— begin Data records —
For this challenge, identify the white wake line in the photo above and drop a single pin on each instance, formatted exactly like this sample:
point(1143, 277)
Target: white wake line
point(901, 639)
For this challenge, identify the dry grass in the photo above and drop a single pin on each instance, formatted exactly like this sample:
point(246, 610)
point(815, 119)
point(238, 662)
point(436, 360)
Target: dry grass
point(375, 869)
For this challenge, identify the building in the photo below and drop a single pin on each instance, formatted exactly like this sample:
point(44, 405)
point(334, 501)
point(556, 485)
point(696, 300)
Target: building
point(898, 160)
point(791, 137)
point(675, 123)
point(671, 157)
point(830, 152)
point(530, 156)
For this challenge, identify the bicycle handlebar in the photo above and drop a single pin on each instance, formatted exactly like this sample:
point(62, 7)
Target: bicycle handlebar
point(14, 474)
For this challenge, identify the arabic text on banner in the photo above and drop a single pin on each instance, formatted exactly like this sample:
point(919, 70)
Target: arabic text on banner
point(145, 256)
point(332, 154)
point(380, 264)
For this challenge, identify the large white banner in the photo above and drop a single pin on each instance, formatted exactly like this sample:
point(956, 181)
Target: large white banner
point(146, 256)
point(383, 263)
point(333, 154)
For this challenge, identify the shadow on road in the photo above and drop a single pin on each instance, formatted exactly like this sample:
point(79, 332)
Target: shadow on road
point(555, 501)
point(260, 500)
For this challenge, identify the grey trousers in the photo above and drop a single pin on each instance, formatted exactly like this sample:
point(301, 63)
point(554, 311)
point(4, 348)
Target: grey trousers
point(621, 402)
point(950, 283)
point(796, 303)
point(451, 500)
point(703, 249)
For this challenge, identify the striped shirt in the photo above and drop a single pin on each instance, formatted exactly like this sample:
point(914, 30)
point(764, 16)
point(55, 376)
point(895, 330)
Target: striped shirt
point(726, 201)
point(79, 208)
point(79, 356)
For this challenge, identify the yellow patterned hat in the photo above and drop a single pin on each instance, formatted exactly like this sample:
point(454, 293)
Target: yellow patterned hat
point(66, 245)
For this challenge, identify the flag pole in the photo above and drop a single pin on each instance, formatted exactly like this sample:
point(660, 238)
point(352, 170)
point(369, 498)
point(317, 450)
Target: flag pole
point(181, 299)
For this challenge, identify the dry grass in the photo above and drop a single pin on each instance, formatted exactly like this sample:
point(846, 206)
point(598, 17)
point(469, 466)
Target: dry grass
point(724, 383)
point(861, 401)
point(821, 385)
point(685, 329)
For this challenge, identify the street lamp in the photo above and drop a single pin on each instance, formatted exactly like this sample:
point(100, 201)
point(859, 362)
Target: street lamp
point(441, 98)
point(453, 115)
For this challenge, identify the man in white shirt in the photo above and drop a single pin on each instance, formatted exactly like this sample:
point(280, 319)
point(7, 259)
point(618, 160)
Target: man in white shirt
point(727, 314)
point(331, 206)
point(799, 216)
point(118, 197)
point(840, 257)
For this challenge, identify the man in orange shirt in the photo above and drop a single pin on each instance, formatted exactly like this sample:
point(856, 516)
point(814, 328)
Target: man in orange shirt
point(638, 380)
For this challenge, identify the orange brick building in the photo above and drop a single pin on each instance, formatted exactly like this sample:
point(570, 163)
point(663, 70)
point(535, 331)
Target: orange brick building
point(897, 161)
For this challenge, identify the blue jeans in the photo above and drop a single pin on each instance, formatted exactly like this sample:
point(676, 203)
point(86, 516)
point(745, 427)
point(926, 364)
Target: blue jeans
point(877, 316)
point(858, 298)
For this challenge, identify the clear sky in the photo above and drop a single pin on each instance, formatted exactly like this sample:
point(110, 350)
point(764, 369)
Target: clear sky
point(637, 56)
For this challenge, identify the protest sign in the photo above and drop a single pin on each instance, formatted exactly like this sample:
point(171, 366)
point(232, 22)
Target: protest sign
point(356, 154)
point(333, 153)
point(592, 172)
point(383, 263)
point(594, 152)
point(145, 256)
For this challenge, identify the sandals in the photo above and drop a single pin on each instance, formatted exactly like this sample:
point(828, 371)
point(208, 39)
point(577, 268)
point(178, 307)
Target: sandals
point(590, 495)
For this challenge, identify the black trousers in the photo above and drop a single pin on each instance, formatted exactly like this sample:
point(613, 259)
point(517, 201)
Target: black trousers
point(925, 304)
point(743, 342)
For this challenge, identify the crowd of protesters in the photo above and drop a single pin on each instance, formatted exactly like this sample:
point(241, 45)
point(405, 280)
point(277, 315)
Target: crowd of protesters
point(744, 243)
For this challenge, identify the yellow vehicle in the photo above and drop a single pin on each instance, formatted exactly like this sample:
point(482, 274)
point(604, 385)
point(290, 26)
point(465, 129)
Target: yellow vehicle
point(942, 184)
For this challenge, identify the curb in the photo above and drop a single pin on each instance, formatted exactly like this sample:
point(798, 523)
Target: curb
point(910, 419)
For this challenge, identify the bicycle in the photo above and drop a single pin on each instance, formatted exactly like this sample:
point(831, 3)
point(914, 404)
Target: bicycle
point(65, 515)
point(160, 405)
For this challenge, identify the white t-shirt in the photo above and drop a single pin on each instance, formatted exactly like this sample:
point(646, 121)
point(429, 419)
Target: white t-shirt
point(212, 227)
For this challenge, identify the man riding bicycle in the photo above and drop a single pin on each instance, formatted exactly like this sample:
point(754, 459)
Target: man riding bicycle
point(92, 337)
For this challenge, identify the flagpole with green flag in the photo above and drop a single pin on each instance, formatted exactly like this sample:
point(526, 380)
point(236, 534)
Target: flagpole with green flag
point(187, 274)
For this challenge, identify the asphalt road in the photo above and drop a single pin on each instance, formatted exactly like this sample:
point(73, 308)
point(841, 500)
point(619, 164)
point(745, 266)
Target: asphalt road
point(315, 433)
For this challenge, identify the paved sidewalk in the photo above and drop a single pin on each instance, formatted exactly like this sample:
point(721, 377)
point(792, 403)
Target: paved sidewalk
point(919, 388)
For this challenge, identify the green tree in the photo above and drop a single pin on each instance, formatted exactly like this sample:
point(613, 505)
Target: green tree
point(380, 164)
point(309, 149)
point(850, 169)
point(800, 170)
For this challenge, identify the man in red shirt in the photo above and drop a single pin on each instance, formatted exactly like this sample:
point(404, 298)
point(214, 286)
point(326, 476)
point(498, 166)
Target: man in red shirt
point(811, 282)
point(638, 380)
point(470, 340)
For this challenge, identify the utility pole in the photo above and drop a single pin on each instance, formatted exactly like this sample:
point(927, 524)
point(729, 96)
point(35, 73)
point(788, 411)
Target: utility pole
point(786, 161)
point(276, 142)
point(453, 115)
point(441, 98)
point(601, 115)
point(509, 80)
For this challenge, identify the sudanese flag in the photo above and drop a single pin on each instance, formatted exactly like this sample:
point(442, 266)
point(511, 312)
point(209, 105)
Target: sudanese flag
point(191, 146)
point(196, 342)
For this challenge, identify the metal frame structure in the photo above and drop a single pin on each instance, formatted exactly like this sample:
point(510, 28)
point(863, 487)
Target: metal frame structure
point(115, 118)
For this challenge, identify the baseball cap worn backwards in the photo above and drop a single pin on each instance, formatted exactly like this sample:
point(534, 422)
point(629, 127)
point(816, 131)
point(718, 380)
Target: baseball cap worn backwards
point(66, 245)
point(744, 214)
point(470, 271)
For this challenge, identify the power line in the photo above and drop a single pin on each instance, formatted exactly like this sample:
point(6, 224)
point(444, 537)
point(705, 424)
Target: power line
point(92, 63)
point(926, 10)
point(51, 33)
— end Data records —
▶ Aim: Copy every entry above word for word, with no changes.

▶ Complete response:
For this challenge, identify the white wake line in the photo above and drop a single pin on each instance, formatted exactly like this sample:
point(1143, 277)
Target: white wake line
point(901, 639)
For this challenge, identify the dry grass in the photo above and drop a single pin on each instance, formatted exactly like this sample:
point(246, 610)
point(815, 119)
point(238, 662)
point(436, 360)
Target: dry grass
point(375, 869)
For this challenge, identify the building in the photo below and drop a single pin on each instance, formatted exactly like this sample:
point(44, 405)
point(334, 501)
point(556, 485)
point(696, 300)
Target: building
point(898, 160)
point(791, 137)
point(675, 123)
point(671, 157)
point(830, 152)
point(530, 156)
For this challenge, identify the bicycle handlebar in the photo above and drop a single pin on each instance, formatted exactly like this sample:
point(62, 7)
Target: bicycle handlebar
point(14, 474)
For this challenge, identify the arabic text on banner in the photo above and drop a single pin on each instance, formatted exactly like this sample:
point(919, 70)
Target: arabic text on banner
point(145, 256)
point(332, 154)
point(380, 264)
For this challenge, identify the large white banner in the photo above and drop a single pin on each instance, formatted exactly like this sample:
point(956, 181)
Target: large white banner
point(146, 256)
point(383, 263)
point(333, 154)
For this challenge, identify the shadow on road in the photo above and drop a single pin on each instance, formatted exactly like this sample:
point(79, 332)
Target: shadow on road
point(555, 501)
point(260, 500)
For this challenge, identify the grey trousers in the photo above and drop a single pin on each instance, formatted exactly like this sample:
point(301, 63)
point(554, 311)
point(4, 348)
Target: grey trousers
point(621, 402)
point(950, 283)
point(796, 303)
point(451, 500)
point(703, 249)
For this challenge, identify the striped shirt in the photo above and drop a single pin on each instance, formatted exactly like this sample:
point(914, 30)
point(764, 16)
point(55, 376)
point(895, 330)
Target: striped shirt
point(726, 201)
point(79, 208)
point(79, 356)
For this challenge, identify the yellow patterned hat in the photo above and drop a single pin on each instance, formatted exactly like this sample:
point(454, 293)
Target: yellow patterned hat
point(66, 245)
For this challenge, identify the flag pole in the photo above and drop a single pin on each instance, formatted exactly like this sample:
point(660, 238)
point(352, 170)
point(369, 498)
point(317, 450)
Target: flag pole
point(181, 299)
For this challenge, identify the dry grass in the photo above and drop a single pin on each instance, formatted exactly like this sample:
point(846, 206)
point(598, 17)
point(469, 466)
Target: dry grass
point(724, 383)
point(861, 401)
point(821, 385)
point(685, 329)
For this challenge, identify the street lamp in the photo above and drop a single pin on each instance, formatted exactly like this sample:
point(100, 201)
point(859, 362)
Target: street lamp
point(441, 98)
point(453, 115)
For this challenge, identify the man in white shirt in the photo above and drop a single pin on each instance, formatted exactly like this sample:
point(280, 319)
point(7, 259)
point(618, 160)
Target: man in white shirt
point(727, 314)
point(331, 206)
point(799, 216)
point(118, 197)
point(840, 257)
For this challenge, identify the man in orange shirt in the photo above and drop a single pin on each instance, formatted exactly like this sample:
point(856, 516)
point(814, 328)
Target: man in orange shirt
point(638, 380)
For this challenge, identify the orange brick building in the photo above and drop a single pin on each instance, formatted exactly like this sample:
point(570, 163)
point(663, 70)
point(535, 331)
Target: orange brick building
point(897, 161)
For this challenge, identify the blue jeans in the photo above and drop a single pin on each instance, formatted exactly like this sample:
point(676, 203)
point(86, 516)
point(745, 427)
point(926, 364)
Target: blue jeans
point(877, 316)
point(858, 298)
For this challenge, identify the clear sky in the photo above and drop a single pin on each instance, formatted exactly like this sample:
point(110, 350)
point(764, 369)
Target: clear sky
point(637, 56)
For this challenge, identify the protest sign in the photo above and drop a single pin on each instance, formatted exactly like this sample:
point(171, 366)
point(232, 22)
Target: protest sign
point(356, 154)
point(333, 153)
point(592, 172)
point(383, 263)
point(594, 152)
point(145, 256)
For this challenge, identify the sandals in the photo above and drop a single pin on each instance, formatted exactly like this sample:
point(828, 371)
point(208, 39)
point(577, 268)
point(178, 307)
Target: sandals
point(590, 495)
For this challenge, identify the black trousers in the photo above and drop a single pin on each instance, formatted exactly like this sample:
point(613, 259)
point(517, 201)
Target: black trousers
point(925, 304)
point(743, 342)
For this challenge, identify the crowd of protesters in the photo above and drop a single pin on each instance, formatted exactly like this sample:
point(241, 45)
point(405, 280)
point(277, 315)
Target: crowd of protesters
point(744, 243)
For this challenge, identify the yellow vehicle in the photo above and drop a single pin on each instance, formatted exactly like this sample:
point(482, 274)
point(604, 385)
point(290, 26)
point(465, 129)
Target: yellow vehicle
point(942, 184)
For this challenge, identify the curb in the photo above and drop a single pin on each instance, formatted exactly like this sample:
point(798, 523)
Target: curb
point(910, 419)
For this challenge, identify the bicycle in the photo above and drop a single pin on each instance, formatted exactly like this sample:
point(831, 3)
point(914, 404)
Target: bicycle
point(65, 515)
point(160, 405)
For this challenge, identify the white t-shirt in the photo above and drop a single pin on each instance, formatted exactly like this sample:
point(646, 121)
point(429, 419)
Target: white t-shirt
point(212, 227)
For this challenge, identify the man riding bicycle in the photo above and drop a single pin on each instance, formatted exactly like this sample:
point(754, 459)
Target: man riding bicycle
point(92, 337)
For this challenge, identify the flagpole with green flag in the photo above and drop a single pin on each instance, formatted exactly like this sample:
point(526, 380)
point(236, 534)
Target: flagpole with green flag
point(187, 274)
For this challenge, identify the asphalt road in the photo above and drop a single pin on each instance, formatted exactly like this sample:
point(73, 308)
point(841, 500)
point(619, 164)
point(745, 266)
Target: asphalt road
point(315, 433)
For this challenge, identify the paved sidewalk in the photo above and drop a single pin on each instance, formatted exactly like this sample:
point(721, 377)
point(792, 403)
Target: paved sidewalk
point(919, 388)
For this challenge, identify the green tree in the photo above and drop a single pin on each instance, formatted exactly like this sample:
point(613, 505)
Target: green tree
point(380, 164)
point(309, 149)
point(850, 169)
point(800, 170)
For this challenge, identify the man in red shirt in the photo above and drop a single pin on each instance, formatted exactly like this sample:
point(404, 298)
point(214, 286)
point(326, 476)
point(498, 166)
Target: man in red shirt
point(811, 282)
point(638, 380)
point(470, 340)
For this challenge, identify the utility pole in the photo above and drop a single pin on each instance, formatted exactly like this sample:
point(927, 524)
point(729, 96)
point(35, 73)
point(788, 411)
Target: utility pole
point(786, 161)
point(276, 142)
point(453, 115)
point(441, 98)
point(601, 115)
point(509, 80)
For this challenge, identify the sudanese flag in the photo above and drop a single pin on each instance, formatted exactly like this sample:
point(442, 266)
point(511, 312)
point(209, 105)
Target: sudanese flag
point(191, 146)
point(196, 342)
For this challenge, identify the metal frame structure in the photo above and drop a single pin on each instance, formatted exactly like this sample:
point(510, 28)
point(863, 487)
Target: metal frame structure
point(115, 118)
For this challenge, identify the baseball cap worn backwards in the photo above and drop a single pin on each instance, formatted exactly like this sample:
point(534, 422)
point(629, 127)
point(816, 131)
point(718, 380)
Target: baseball cap worn backwards
point(66, 245)
point(744, 214)
point(470, 271)
For this challenge, identify the power line in the photo above and drop a single pin on each instance, formatted exactly like this sample:
point(6, 224)
point(444, 537)
point(705, 424)
Target: power line
point(92, 63)
point(926, 10)
point(51, 33)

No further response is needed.